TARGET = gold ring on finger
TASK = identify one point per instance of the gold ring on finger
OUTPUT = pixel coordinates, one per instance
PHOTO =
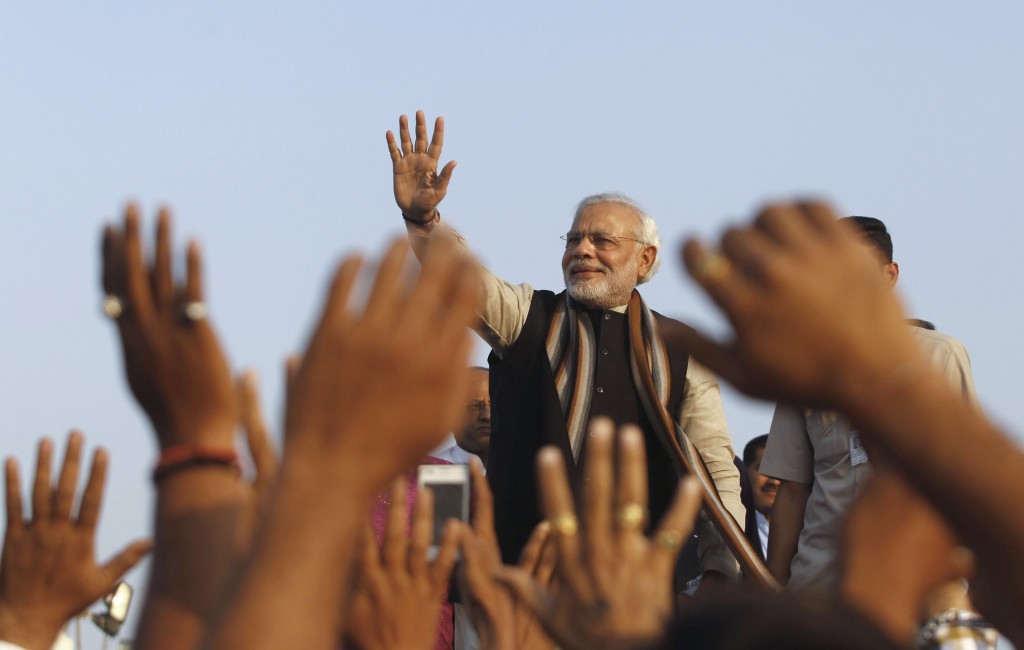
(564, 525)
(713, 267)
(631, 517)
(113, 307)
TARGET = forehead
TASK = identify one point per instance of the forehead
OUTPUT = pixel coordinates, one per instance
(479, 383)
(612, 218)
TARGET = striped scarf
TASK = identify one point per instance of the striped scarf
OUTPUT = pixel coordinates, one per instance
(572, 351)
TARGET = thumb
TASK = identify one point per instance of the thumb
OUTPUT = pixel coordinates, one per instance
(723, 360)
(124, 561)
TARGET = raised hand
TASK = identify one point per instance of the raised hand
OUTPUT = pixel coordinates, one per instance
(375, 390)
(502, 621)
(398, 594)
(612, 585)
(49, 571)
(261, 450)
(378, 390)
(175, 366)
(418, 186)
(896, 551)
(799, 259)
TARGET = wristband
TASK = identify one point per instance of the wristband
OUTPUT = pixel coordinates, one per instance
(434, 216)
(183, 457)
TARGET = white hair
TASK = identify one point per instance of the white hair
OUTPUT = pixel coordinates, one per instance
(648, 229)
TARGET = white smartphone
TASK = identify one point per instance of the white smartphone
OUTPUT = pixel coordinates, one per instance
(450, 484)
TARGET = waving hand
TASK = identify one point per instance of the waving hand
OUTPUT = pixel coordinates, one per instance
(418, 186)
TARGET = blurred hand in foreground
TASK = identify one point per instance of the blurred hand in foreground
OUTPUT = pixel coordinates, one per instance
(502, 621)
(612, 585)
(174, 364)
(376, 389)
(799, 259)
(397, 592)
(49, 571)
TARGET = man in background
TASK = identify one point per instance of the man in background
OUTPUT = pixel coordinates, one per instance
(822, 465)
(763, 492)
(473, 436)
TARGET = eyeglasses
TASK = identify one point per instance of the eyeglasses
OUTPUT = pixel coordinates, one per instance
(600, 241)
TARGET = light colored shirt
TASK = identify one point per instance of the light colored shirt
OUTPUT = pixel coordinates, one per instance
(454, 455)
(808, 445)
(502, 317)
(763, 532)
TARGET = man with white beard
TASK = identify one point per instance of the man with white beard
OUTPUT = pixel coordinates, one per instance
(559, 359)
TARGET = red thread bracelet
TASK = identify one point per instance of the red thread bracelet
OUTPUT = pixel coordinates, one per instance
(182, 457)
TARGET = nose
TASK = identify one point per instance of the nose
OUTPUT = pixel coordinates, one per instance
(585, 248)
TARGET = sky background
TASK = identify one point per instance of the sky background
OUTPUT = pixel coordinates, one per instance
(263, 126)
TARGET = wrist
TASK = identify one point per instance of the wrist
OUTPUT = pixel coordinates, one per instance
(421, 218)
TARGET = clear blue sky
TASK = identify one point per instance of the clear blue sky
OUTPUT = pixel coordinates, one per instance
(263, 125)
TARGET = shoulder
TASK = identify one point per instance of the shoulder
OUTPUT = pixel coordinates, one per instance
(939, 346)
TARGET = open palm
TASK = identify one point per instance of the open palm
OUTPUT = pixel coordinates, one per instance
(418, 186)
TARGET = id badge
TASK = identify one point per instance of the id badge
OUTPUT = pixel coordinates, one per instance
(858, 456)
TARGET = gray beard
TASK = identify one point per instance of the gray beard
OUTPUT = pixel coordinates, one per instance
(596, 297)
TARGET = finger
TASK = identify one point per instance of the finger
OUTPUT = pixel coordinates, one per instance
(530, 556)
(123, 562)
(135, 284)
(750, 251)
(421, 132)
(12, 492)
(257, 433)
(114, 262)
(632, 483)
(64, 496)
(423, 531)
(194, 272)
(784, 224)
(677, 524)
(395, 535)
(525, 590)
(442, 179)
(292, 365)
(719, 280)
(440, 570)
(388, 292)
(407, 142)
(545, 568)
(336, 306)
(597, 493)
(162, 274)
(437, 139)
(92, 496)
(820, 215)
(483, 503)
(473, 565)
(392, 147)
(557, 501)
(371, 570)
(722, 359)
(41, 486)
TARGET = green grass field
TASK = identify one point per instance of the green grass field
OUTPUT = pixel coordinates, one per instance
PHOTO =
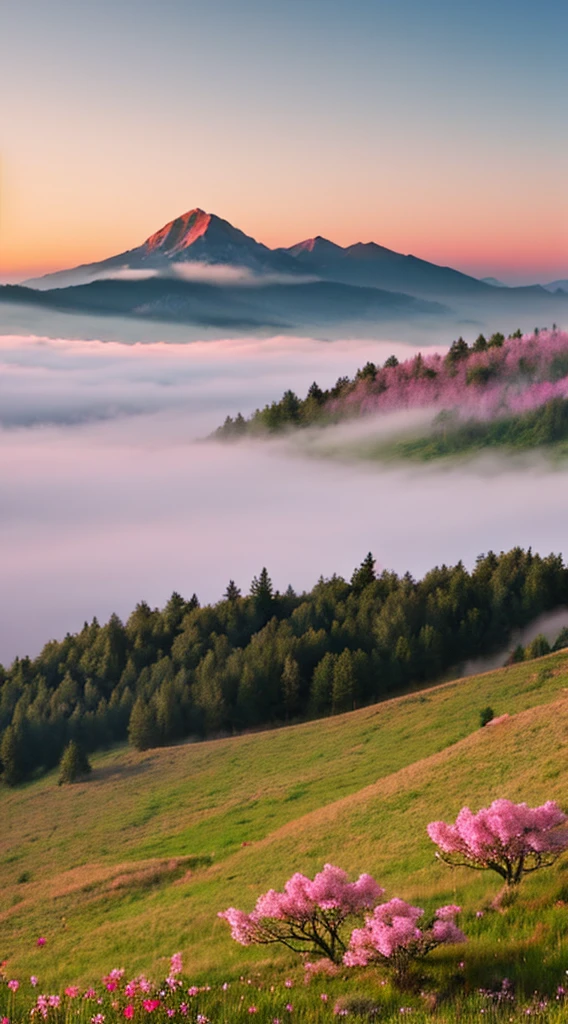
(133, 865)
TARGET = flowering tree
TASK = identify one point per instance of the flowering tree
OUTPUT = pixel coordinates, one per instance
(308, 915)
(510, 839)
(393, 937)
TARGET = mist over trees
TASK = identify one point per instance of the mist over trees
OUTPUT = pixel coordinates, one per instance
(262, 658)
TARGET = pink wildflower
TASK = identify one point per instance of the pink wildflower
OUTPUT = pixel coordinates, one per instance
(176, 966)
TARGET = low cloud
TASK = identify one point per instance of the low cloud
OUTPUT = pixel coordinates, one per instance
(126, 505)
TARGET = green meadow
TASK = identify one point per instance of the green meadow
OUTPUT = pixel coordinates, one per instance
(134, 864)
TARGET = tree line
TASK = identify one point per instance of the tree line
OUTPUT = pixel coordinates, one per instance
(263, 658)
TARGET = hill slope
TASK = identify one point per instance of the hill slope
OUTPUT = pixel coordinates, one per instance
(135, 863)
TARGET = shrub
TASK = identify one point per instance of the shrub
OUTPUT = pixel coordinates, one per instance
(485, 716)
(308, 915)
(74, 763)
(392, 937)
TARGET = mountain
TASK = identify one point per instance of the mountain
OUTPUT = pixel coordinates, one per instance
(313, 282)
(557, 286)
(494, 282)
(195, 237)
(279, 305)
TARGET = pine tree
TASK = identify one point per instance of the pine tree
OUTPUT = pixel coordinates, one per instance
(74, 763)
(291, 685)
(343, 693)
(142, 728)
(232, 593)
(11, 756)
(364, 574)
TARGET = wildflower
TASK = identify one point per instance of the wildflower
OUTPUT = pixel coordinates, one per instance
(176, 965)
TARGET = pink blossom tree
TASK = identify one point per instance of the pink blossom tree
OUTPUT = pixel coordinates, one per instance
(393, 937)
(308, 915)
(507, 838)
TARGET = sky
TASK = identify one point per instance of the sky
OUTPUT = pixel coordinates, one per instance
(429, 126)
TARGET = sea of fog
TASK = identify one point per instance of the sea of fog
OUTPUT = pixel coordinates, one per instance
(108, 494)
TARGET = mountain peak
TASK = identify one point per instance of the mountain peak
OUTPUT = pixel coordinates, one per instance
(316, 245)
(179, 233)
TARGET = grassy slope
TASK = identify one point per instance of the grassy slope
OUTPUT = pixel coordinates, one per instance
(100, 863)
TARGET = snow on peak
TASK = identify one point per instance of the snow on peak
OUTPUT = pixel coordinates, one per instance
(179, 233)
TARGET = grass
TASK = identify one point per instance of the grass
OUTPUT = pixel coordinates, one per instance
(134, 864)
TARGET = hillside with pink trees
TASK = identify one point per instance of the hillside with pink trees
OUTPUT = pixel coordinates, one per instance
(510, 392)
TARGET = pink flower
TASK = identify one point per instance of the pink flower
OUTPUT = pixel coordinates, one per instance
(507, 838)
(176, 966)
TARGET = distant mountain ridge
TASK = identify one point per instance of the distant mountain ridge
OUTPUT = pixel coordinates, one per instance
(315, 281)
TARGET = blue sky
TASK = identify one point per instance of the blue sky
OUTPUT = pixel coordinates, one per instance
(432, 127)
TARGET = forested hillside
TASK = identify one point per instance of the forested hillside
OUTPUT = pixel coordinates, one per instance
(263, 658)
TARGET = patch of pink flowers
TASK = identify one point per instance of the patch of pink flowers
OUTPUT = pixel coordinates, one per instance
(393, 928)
• • •
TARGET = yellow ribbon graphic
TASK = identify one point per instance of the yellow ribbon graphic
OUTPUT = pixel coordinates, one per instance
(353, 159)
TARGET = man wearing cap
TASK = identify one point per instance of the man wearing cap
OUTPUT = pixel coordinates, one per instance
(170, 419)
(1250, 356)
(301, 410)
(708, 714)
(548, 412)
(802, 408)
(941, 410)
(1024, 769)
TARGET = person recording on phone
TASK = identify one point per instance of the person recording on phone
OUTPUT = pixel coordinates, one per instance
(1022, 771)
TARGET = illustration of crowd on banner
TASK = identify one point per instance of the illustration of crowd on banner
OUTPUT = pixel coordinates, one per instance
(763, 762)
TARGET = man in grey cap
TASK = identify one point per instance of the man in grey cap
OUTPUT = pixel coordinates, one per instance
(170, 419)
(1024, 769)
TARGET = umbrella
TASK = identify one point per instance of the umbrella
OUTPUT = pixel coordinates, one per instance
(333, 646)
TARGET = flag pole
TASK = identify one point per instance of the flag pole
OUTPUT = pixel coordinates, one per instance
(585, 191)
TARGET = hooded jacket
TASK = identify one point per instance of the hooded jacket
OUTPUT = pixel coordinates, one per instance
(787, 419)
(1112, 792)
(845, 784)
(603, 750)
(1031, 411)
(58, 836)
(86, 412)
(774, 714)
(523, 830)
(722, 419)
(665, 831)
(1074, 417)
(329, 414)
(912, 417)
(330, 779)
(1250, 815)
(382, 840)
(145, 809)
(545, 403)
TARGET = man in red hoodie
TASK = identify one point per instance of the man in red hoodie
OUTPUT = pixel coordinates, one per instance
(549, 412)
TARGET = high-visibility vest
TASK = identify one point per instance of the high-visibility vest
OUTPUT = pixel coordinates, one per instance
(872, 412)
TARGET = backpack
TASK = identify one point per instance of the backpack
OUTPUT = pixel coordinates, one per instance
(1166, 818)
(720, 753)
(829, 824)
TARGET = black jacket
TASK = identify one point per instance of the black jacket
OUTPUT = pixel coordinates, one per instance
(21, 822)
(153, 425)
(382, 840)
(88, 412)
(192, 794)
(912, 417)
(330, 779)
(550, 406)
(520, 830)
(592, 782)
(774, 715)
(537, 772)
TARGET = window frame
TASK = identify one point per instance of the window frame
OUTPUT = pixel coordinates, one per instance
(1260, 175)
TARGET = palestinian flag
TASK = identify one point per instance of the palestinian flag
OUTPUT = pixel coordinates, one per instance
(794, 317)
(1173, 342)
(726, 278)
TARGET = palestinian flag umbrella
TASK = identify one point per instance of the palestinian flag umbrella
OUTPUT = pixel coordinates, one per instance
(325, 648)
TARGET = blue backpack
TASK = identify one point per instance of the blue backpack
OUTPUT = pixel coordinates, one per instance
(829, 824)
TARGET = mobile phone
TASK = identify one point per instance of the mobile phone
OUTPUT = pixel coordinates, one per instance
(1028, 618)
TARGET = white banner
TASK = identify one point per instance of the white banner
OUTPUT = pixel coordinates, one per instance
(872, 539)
• • •
▶ **BRIEF**
Identify every line in the data above that contains the word "graphic", and copy each of those lines in full.

▶ **OUTPUT FOR THIS EXERCISE**
TARGET = yellow ribbon graphic
TASK = identify one point per instance of the yellow ribbon graphic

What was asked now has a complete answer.